Exercise requirements: In the data starting at the line that contains "Every instance of the clear" and ending at the line that contains "126), (119, 126)]]", swap "dark suit jacket" for "black blazer" and give only those lines again, with everything else unchanged. Leave the pictures out.

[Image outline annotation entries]
--

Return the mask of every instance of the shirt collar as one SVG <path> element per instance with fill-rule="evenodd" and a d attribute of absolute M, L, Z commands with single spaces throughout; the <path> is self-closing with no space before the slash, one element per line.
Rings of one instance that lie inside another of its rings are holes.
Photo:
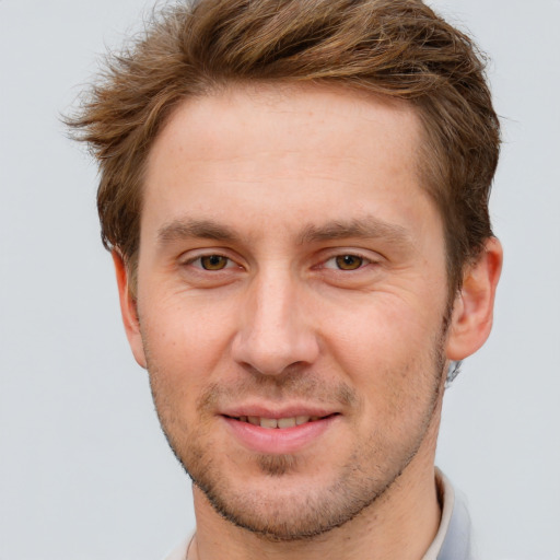
<path fill-rule="evenodd" d="M 442 504 L 440 528 L 422 560 L 471 560 L 470 517 L 447 477 L 435 469 L 438 495 Z"/>

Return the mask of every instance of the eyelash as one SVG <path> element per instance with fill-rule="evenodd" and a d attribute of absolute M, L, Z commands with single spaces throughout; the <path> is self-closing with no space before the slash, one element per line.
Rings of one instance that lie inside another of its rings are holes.
<path fill-rule="evenodd" d="M 202 261 L 203 259 L 210 259 L 212 257 L 218 257 L 220 259 L 225 259 L 225 265 L 222 267 L 222 268 L 215 268 L 215 269 L 212 269 L 212 268 L 207 268 L 203 266 Z M 338 259 L 347 259 L 347 258 L 350 258 L 350 259 L 358 259 L 359 260 L 359 264 L 355 268 L 351 268 L 352 267 L 352 262 L 348 262 L 348 266 L 350 268 L 341 268 L 341 262 L 338 261 Z M 328 262 L 335 262 L 335 266 L 328 266 Z M 198 265 L 197 265 L 198 262 Z M 339 254 L 336 254 L 336 255 L 332 255 L 331 257 L 327 258 L 326 260 L 323 260 L 320 262 L 320 265 L 317 267 L 317 268 L 320 268 L 320 269 L 329 269 L 329 270 L 337 270 L 337 271 L 340 271 L 340 272 L 353 272 L 353 271 L 357 271 L 357 270 L 361 270 L 363 268 L 365 268 L 368 265 L 374 265 L 375 261 L 372 260 L 371 258 L 368 258 L 368 257 L 364 257 L 363 255 L 360 255 L 360 254 L 355 254 L 355 253 L 339 253 Z M 225 256 L 225 255 L 221 255 L 220 253 L 209 253 L 209 254 L 205 254 L 205 255 L 199 255 L 197 257 L 194 257 L 194 258 L 190 258 L 188 260 L 186 260 L 184 262 L 185 266 L 192 266 L 199 270 L 203 270 L 203 271 L 207 271 L 207 272 L 221 272 L 222 270 L 225 270 L 225 269 L 229 269 L 229 268 L 234 268 L 236 262 Z M 238 268 L 241 268 L 241 265 L 236 265 Z"/>

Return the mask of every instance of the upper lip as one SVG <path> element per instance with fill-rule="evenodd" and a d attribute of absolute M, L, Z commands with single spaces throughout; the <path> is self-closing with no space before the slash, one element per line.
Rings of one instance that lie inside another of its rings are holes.
<path fill-rule="evenodd" d="M 282 407 L 272 407 L 264 405 L 236 405 L 234 407 L 225 407 L 219 411 L 222 416 L 231 418 L 241 418 L 252 416 L 258 418 L 292 418 L 298 416 L 326 417 L 337 413 L 338 410 L 327 409 L 313 405 L 290 405 Z"/>

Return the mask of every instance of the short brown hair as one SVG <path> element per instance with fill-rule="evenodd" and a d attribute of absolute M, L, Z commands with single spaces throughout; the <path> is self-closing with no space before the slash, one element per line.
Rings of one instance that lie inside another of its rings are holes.
<path fill-rule="evenodd" d="M 492 235 L 500 125 L 472 40 L 420 0 L 198 0 L 168 7 L 69 119 L 98 160 L 102 238 L 135 266 L 148 152 L 186 97 L 225 85 L 331 83 L 407 100 L 422 183 L 445 228 L 450 288 Z"/>

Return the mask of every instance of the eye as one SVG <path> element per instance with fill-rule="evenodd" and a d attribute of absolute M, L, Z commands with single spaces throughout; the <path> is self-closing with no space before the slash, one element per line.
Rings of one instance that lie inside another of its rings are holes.
<path fill-rule="evenodd" d="M 233 266 L 232 260 L 223 255 L 202 255 L 201 257 L 190 260 L 188 264 L 194 265 L 197 268 L 202 268 L 203 270 L 214 271 L 223 270 L 224 268 Z"/>
<path fill-rule="evenodd" d="M 331 257 L 325 261 L 325 268 L 334 268 L 338 270 L 358 270 L 363 267 L 364 264 L 368 264 L 369 260 L 364 257 L 360 257 L 359 255 L 337 255 L 336 257 Z"/>
<path fill-rule="evenodd" d="M 357 255 L 338 255 L 335 262 L 340 270 L 357 270 L 363 265 L 363 258 Z"/>

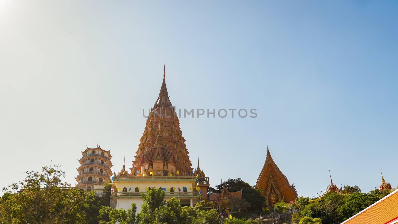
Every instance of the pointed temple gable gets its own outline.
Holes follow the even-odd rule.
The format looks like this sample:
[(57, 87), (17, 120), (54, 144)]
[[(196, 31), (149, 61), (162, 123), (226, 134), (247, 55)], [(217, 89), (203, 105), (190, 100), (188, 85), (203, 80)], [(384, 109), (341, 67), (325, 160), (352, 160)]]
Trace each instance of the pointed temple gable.
[(130, 169), (132, 176), (193, 175), (179, 120), (169, 99), (165, 66), (164, 69), (159, 96), (151, 108)]
[(257, 179), (256, 186), (263, 191), (261, 195), (265, 197), (266, 206), (284, 201), (294, 201), (298, 197), (293, 185), (289, 185), (287, 178), (278, 168), (267, 148), (267, 157), (263, 169)]

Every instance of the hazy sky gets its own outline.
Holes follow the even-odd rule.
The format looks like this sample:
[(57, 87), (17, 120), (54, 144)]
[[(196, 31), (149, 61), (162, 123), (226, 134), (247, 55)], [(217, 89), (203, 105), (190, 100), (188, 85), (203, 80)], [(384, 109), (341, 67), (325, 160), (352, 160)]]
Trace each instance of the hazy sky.
[(376, 1), (0, 0), (0, 187), (81, 151), (131, 167), (166, 64), (179, 108), (257, 109), (180, 119), (211, 185), (254, 185), (268, 145), (298, 195), (398, 185), (398, 5)]

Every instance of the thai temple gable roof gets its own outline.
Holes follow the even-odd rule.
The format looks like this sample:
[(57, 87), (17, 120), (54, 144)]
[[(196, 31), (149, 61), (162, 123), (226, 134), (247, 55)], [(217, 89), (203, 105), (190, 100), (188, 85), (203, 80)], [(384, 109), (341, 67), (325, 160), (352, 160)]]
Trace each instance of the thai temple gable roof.
[[(289, 183), (287, 178), (271, 157), (268, 147), (267, 147), (265, 161), (257, 179), (256, 186), (263, 190), (262, 195), (266, 198), (273, 196), (273, 193), (275, 193), (274, 192), (279, 195), (277, 200), (281, 201), (283, 199), (286, 203), (294, 201), (298, 197), (295, 186)], [(277, 189), (274, 191), (273, 189), (275, 188)], [(269, 195), (266, 195), (267, 194)]]

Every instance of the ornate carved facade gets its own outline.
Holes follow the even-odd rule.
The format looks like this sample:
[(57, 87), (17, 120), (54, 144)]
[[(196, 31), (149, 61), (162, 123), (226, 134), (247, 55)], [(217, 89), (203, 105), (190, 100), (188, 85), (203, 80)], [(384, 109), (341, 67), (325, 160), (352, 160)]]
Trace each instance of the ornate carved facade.
[(295, 186), (289, 185), (287, 178), (283, 175), (271, 157), (267, 148), (267, 157), (263, 169), (257, 179), (256, 187), (263, 191), (261, 194), (265, 197), (265, 204), (269, 206), (279, 202), (288, 203), (297, 198)]
[(106, 151), (97, 145), (97, 148), (87, 147), (82, 152), (83, 157), (79, 160), (80, 166), (77, 168), (79, 175), (76, 177), (76, 187), (86, 191), (91, 191), (96, 185), (102, 185), (109, 181), (112, 176), (110, 150)]
[(179, 121), (172, 107), (164, 70), (159, 96), (151, 108), (130, 169), (132, 176), (193, 176)]

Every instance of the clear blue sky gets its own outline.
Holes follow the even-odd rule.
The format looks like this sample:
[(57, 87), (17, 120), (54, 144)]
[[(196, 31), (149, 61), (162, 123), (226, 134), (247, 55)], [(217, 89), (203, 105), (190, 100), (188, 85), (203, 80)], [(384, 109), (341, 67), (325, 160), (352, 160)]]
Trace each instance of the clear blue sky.
[(178, 108), (257, 109), (181, 118), (211, 185), (254, 185), (267, 146), (299, 195), (398, 185), (396, 2), (0, 1), (0, 187), (80, 151), (131, 167), (163, 64)]

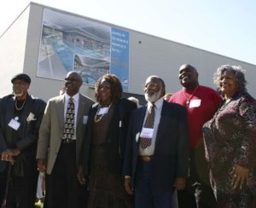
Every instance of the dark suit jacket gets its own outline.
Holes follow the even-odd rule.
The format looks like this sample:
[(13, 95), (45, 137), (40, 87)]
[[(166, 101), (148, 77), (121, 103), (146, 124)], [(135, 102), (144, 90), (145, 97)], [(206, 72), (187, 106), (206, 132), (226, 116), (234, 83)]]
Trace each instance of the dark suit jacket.
[[(133, 112), (127, 134), (124, 175), (131, 176), (133, 188), (146, 109), (145, 106)], [(188, 176), (189, 138), (183, 107), (164, 101), (152, 163), (154, 182), (160, 190), (171, 190), (175, 178)]]
[[(13, 95), (7, 95), (1, 100), (0, 103), (0, 153), (2, 153), (14, 145), (11, 141), (12, 129), (8, 124), (14, 118), (15, 96)], [(17, 130), (20, 138), (15, 143), (15, 146), (21, 152), (16, 159), (15, 165), (18, 165), (19, 161), (23, 163), (36, 159), (38, 130), (45, 105), (44, 101), (27, 95), (21, 118), (19, 120), (20, 126)], [(30, 113), (34, 115), (35, 120), (28, 119)], [(6, 162), (0, 161), (0, 171), (4, 170), (6, 164)]]
[[(94, 117), (98, 108), (98, 103), (93, 105), (89, 112), (88, 123), (82, 147), (80, 163), (83, 165), (84, 176), (90, 175), (90, 147), (93, 136)], [(108, 170), (113, 174), (122, 174), (125, 138), (131, 111), (137, 108), (134, 102), (127, 99), (121, 99), (115, 104), (112, 119), (108, 132)], [(121, 121), (121, 126), (119, 126)]]

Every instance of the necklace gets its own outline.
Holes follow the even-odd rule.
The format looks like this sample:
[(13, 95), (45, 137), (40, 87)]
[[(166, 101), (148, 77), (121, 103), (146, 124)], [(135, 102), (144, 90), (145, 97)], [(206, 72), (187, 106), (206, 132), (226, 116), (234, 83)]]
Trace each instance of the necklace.
[(192, 97), (194, 96), (195, 93), (197, 91), (198, 88), (199, 88), (199, 85), (196, 86), (196, 88), (194, 90), (194, 91), (192, 92), (191, 95), (190, 95), (189, 98), (186, 96), (186, 94), (185, 94), (184, 90), (183, 90), (183, 95), (184, 95), (184, 97), (185, 97), (186, 100), (187, 100), (186, 103), (187, 103), (188, 105), (189, 105), (190, 100), (191, 100)]
[(112, 107), (112, 103), (109, 104), (109, 106), (108, 107), (108, 109), (106, 110), (106, 112), (104, 112), (103, 113), (102, 113), (99, 116), (99, 118), (97, 118), (98, 113), (99, 113), (101, 108), (102, 108), (102, 106), (99, 106), (99, 107), (97, 109), (97, 112), (96, 112), (96, 113), (95, 114), (95, 117), (94, 117), (94, 122), (97, 123), (97, 122), (101, 121), (102, 119), (103, 116), (108, 113), (108, 110), (110, 109), (111, 107)]
[(23, 108), (25, 103), (26, 103), (26, 100), (23, 101), (21, 107), (18, 107), (18, 106), (17, 106), (17, 100), (15, 100), (15, 108), (16, 108), (16, 110), (17, 110), (17, 111), (20, 111), (20, 110)]

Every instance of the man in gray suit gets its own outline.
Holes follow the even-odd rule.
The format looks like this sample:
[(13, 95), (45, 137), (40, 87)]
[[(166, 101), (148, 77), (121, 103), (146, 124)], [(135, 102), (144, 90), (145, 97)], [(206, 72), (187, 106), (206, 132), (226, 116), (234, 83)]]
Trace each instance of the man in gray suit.
[(80, 207), (77, 165), (93, 101), (81, 95), (81, 76), (70, 72), (65, 94), (49, 100), (38, 143), (38, 169), (46, 172), (48, 207)]

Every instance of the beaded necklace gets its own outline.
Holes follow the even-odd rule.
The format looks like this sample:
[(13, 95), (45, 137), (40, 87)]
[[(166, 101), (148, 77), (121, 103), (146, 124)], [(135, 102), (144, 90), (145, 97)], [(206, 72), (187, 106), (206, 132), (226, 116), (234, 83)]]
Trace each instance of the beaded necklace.
[(192, 97), (194, 96), (195, 93), (197, 91), (198, 88), (199, 88), (199, 85), (196, 86), (196, 88), (194, 90), (194, 91), (192, 92), (191, 95), (190, 95), (189, 98), (187, 97), (187, 95), (186, 95), (184, 90), (183, 90), (183, 95), (184, 95), (184, 97), (185, 97), (186, 100), (187, 100), (186, 103), (187, 103), (188, 105), (189, 105), (190, 100), (191, 100)]
[(97, 118), (98, 113), (99, 113), (101, 108), (102, 107), (101, 105), (99, 105), (97, 112), (96, 112), (96, 113), (95, 114), (95, 117), (94, 117), (94, 122), (97, 123), (97, 122), (101, 121), (102, 119), (103, 116), (106, 115), (108, 113), (108, 110), (110, 109), (111, 107), (112, 107), (112, 102), (108, 107), (108, 110), (106, 112), (104, 112), (104, 113), (101, 114), (99, 116), (99, 118)]

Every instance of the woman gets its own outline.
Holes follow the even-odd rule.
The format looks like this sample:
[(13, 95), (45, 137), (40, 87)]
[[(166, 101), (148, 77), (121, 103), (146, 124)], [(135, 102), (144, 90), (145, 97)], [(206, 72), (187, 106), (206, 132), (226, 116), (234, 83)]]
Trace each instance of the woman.
[[(112, 74), (96, 84), (97, 103), (89, 113), (81, 164), (89, 176), (89, 208), (129, 208), (131, 199), (124, 189), (122, 176), (125, 140), (130, 114), (136, 104), (121, 99), (122, 85)], [(81, 177), (81, 168), (79, 179)]]
[(256, 101), (240, 66), (221, 66), (214, 83), (224, 100), (203, 134), (217, 207), (256, 207)]

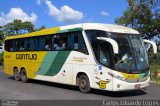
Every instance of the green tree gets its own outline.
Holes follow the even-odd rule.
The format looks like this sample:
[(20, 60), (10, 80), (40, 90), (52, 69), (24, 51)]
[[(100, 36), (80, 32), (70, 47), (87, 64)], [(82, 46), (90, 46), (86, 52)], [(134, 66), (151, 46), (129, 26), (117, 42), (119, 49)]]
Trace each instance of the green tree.
[(34, 31), (34, 25), (31, 22), (22, 22), (22, 20), (14, 20), (3, 26), (5, 36), (20, 35)]
[(144, 38), (160, 34), (160, 0), (127, 0), (128, 9), (115, 22), (138, 30)]
[(46, 29), (45, 26), (41, 26), (40, 28), (36, 29), (36, 31), (40, 31), (40, 30), (43, 30), (43, 29)]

--

Solution for this task:
Every instance of the clear blue sky gets its own outline.
Holes follow the even-odd rule.
The format looks like this sample:
[(57, 87), (17, 120), (54, 144)]
[[(196, 31), (149, 61), (162, 123), (226, 134), (247, 55)], [(217, 89), (203, 105), (190, 100), (188, 85), (203, 80)], [(384, 109), (341, 67), (325, 160), (352, 160)]]
Trace each instance of the clear blue sky.
[(178, 108), (257, 109), (181, 118), (211, 185), (254, 185), (267, 146), (299, 195), (398, 185), (396, 2), (0, 1), (0, 187), (80, 151), (131, 167), (163, 64)]

Every instance of the black blazer gets its own outline.
Holes follow the even-odd rule.
The format looks like this sample:
[(13, 95), (45, 137), (40, 87)]
[[(166, 101), (148, 77), (121, 103), (146, 124)], [(135, 102), (144, 90), (145, 97)], [(206, 72), (187, 106), (206, 132), (226, 116), (234, 83)]]
Trace each instance of the black blazer.
[[(133, 112), (127, 134), (124, 175), (131, 176), (133, 188), (146, 109), (145, 106)], [(188, 176), (189, 138), (183, 107), (164, 101), (152, 163), (154, 182), (160, 190), (171, 190), (175, 178)]]
[[(13, 95), (7, 95), (1, 100), (0, 103), (0, 153), (2, 153), (14, 145), (11, 141), (12, 129), (8, 124), (14, 118), (15, 96)], [(17, 130), (20, 138), (15, 143), (15, 146), (21, 152), (16, 159), (15, 165), (18, 165), (19, 161), (23, 163), (36, 159), (38, 130), (45, 105), (44, 101), (27, 95), (21, 118), (19, 120), (20, 126)], [(30, 113), (34, 115), (35, 120), (28, 119)], [(6, 162), (0, 161), (0, 171), (4, 170), (6, 164)]]
[[(94, 117), (98, 108), (98, 103), (93, 105), (89, 112), (88, 123), (82, 147), (80, 163), (83, 165), (84, 176), (90, 175), (90, 147), (93, 136)], [(108, 170), (113, 174), (122, 174), (125, 138), (131, 111), (137, 108), (134, 102), (127, 99), (121, 99), (115, 104), (112, 119), (108, 132)], [(121, 121), (121, 126), (119, 126)]]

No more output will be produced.